**DATA FOR THIS EXERCISE**

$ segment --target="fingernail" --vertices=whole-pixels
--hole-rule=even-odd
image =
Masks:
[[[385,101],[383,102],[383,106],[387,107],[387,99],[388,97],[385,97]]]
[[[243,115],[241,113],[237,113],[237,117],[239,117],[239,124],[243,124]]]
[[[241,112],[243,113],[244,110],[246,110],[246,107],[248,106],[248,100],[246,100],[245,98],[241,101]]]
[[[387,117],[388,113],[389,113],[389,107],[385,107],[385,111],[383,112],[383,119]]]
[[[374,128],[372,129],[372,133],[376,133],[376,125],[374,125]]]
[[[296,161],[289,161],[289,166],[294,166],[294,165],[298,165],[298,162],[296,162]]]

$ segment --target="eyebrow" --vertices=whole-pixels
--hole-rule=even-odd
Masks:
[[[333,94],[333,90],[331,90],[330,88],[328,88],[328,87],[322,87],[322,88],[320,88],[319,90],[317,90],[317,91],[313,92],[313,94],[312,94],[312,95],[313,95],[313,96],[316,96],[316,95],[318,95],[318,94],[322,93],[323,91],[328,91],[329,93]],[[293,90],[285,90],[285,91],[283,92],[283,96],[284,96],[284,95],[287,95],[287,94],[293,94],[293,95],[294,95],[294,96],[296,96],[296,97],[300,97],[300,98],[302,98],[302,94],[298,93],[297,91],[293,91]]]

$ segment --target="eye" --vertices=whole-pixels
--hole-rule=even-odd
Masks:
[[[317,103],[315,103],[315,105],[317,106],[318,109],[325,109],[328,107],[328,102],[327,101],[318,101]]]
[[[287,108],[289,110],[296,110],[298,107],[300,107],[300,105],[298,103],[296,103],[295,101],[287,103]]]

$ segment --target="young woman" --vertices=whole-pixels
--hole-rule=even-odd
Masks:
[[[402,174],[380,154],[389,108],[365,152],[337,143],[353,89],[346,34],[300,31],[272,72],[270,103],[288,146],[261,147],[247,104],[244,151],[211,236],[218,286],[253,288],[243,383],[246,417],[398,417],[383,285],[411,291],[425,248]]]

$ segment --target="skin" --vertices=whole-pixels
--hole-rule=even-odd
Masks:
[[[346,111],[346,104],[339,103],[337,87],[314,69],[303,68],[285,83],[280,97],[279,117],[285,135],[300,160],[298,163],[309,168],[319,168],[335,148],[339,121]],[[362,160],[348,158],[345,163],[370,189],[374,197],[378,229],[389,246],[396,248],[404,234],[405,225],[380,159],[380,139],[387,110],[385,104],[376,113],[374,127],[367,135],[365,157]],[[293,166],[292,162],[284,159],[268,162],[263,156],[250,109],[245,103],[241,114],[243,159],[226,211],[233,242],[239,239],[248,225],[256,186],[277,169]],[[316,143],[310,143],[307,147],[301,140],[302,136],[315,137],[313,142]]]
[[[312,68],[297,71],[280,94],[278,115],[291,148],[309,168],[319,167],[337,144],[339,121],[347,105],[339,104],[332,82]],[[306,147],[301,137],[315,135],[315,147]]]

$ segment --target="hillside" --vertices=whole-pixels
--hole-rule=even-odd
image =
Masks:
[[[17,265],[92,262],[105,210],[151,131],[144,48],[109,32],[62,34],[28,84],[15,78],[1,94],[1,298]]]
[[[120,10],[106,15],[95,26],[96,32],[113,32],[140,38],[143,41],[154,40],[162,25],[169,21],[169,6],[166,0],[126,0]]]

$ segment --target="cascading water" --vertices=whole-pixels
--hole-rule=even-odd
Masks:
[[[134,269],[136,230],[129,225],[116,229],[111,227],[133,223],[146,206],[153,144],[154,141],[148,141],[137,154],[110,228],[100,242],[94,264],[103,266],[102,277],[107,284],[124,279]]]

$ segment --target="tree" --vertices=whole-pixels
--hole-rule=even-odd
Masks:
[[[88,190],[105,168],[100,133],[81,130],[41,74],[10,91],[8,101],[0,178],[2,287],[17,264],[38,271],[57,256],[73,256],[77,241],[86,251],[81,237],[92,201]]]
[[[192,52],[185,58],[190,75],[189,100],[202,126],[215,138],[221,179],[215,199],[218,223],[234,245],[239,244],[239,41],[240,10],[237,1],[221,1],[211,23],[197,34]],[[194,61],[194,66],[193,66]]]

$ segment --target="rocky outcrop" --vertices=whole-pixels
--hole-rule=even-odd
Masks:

--

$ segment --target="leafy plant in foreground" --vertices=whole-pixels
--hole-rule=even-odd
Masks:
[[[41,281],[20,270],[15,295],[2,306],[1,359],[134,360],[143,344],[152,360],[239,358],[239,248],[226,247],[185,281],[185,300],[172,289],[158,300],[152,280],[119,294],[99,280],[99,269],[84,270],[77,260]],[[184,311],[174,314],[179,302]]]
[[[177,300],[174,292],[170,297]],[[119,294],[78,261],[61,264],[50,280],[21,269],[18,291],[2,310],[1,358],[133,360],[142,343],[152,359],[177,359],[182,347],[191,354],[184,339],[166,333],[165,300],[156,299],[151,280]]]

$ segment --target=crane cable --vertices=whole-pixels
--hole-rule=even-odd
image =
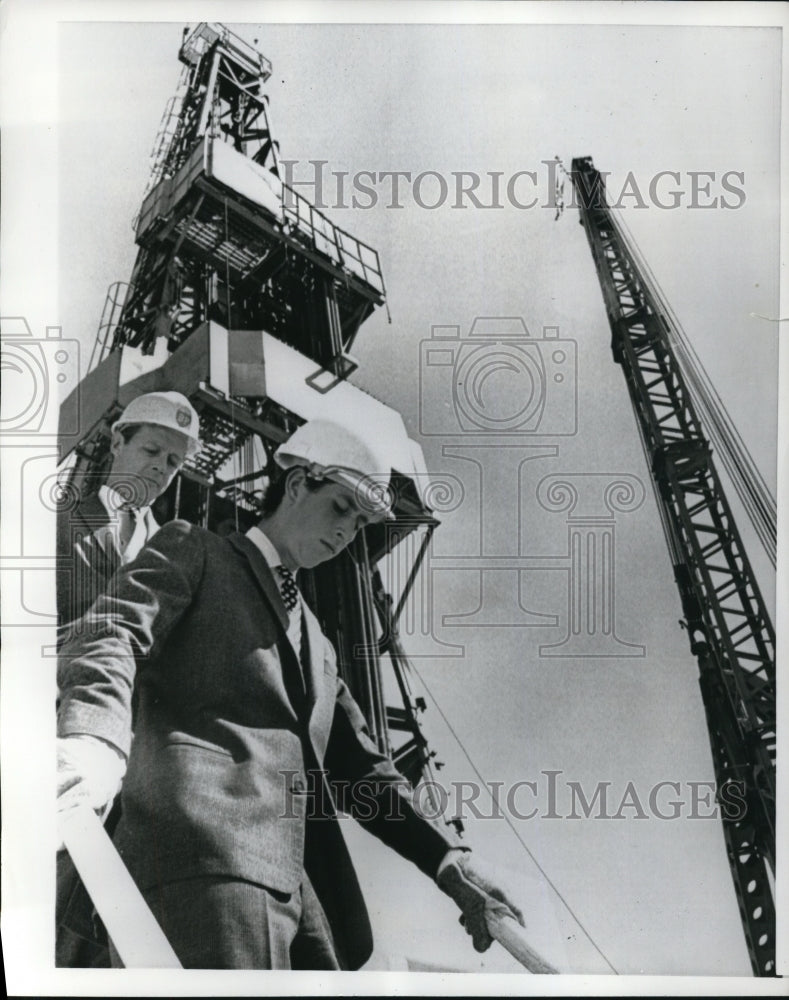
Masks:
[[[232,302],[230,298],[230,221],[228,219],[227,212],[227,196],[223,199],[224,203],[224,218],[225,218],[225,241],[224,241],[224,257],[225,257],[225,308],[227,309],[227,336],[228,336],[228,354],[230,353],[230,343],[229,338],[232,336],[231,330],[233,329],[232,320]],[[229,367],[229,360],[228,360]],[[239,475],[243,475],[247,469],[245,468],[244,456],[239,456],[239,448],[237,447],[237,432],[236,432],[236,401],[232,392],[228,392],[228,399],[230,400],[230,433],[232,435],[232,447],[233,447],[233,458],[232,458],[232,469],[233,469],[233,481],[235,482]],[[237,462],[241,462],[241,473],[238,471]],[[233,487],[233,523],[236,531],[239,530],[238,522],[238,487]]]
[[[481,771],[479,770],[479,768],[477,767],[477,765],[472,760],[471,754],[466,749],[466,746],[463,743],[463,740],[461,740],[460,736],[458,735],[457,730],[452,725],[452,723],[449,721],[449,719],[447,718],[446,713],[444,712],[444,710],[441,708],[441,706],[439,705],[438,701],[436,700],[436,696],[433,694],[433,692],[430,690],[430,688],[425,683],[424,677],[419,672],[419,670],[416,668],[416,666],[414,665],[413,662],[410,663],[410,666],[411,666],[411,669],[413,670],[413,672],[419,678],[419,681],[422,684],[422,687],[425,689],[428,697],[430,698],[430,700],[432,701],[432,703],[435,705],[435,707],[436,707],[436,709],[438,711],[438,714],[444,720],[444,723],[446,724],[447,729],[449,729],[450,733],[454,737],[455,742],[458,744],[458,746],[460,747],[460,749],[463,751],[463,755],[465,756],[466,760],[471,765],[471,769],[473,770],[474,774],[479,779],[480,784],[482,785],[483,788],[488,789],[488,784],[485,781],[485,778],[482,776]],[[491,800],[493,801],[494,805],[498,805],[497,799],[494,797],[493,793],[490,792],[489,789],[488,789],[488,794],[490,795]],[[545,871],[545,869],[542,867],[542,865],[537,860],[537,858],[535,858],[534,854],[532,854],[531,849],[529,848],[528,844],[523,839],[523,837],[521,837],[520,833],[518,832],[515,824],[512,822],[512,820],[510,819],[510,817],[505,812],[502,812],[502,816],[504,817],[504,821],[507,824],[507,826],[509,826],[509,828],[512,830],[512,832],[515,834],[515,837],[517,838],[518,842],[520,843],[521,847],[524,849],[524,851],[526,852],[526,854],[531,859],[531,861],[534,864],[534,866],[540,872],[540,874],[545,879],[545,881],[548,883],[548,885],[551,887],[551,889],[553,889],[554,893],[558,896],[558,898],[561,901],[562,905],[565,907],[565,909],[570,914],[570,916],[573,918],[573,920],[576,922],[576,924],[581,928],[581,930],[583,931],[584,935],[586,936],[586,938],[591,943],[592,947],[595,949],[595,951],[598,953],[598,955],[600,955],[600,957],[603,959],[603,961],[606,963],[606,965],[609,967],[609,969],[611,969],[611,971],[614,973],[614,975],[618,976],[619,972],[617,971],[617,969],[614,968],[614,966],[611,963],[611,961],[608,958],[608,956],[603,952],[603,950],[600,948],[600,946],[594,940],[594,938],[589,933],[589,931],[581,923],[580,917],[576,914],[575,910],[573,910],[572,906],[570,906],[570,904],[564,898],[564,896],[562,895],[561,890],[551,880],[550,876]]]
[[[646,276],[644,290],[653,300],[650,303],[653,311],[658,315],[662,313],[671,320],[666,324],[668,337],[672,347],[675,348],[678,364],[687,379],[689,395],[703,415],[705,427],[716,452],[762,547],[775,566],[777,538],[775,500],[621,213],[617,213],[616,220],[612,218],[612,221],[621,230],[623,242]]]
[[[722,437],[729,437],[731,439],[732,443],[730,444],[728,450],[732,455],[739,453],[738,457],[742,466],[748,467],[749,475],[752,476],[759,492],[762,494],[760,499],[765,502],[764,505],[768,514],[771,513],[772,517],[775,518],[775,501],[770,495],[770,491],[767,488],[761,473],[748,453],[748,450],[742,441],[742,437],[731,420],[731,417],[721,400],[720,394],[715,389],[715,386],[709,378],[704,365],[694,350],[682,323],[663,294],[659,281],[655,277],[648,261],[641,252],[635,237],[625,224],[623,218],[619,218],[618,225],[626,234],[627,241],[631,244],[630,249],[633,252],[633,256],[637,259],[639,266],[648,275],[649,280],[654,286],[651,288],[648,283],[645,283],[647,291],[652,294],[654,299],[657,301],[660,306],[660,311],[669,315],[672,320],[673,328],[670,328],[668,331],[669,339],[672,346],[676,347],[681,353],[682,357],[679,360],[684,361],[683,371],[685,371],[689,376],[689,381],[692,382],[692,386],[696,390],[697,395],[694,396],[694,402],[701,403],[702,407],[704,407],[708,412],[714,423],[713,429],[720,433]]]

**TASK PROMPT**
If a line in the records contains the word "vertices", copy it.

**REPLY**
$ segment --target="fingernail" --vertices=whole-pixels
$ segment --target="eyebrow" --vertices=whole-pixels
$ segment --target="eye" --vertices=whole-pixels
$ segment --target="young woman" --vertices=whole-pixels
$ segment --target="skin" --vertices=whole-pixels
$ segment --target="hillside" --vertices=whole-pixels
$ segment --target="cascading water" --vertices=whole-pixels
$ segment --target="tree" --vertices=whole-pixels
$ segment --target="rocky outcrop" --vertices=whole-pixels
$ segment --target="leafy plant in foreground" --vertices=whole-pixels
$ segment --target=crane cable --vertices=whole-pixels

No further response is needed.